:: Instructions to follow ::
Collect every line in the rows that contains the word "marshmallow", matching case exactly.
● ● ● ● ●
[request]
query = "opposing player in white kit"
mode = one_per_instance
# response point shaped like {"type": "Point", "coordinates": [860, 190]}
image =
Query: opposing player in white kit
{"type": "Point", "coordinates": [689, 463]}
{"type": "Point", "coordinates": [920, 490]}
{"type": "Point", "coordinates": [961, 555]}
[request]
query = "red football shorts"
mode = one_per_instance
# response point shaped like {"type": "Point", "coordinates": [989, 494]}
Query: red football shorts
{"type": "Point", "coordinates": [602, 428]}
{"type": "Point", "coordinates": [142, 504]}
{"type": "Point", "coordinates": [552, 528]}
● ● ● ● ●
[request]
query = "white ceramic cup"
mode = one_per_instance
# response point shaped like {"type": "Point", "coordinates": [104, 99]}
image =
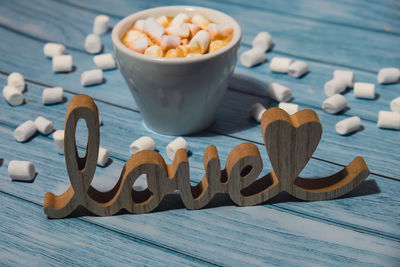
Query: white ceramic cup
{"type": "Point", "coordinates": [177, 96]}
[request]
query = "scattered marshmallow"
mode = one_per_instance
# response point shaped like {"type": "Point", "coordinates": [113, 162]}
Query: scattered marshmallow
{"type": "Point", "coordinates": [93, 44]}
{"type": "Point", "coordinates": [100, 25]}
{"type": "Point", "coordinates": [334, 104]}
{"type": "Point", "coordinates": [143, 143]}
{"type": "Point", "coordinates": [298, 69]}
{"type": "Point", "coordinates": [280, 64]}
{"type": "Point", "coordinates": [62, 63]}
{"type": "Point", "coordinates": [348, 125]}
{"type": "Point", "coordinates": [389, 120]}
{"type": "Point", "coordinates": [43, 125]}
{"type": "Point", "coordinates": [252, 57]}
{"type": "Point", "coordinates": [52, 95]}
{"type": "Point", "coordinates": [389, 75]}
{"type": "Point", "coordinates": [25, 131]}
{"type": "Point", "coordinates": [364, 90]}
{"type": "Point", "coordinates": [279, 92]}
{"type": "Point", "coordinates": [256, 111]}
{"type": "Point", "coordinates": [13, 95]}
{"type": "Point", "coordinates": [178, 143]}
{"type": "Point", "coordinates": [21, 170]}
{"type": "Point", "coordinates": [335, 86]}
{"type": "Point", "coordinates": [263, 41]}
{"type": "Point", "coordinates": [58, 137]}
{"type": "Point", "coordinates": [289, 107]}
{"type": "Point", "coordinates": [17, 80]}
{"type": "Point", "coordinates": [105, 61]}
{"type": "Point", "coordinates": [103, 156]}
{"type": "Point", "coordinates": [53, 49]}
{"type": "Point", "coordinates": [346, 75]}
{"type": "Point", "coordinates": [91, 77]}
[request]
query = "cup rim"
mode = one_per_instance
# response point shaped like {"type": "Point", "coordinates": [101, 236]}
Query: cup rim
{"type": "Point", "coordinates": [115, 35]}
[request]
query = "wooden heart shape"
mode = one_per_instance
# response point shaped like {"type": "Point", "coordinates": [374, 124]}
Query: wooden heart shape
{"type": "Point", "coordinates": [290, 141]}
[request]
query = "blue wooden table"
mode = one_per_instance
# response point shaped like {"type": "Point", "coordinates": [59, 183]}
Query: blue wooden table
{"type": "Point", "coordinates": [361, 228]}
● ● ● ● ●
:: Written solution ::
query = "scattered marshmallow"
Query: scattered marshmallow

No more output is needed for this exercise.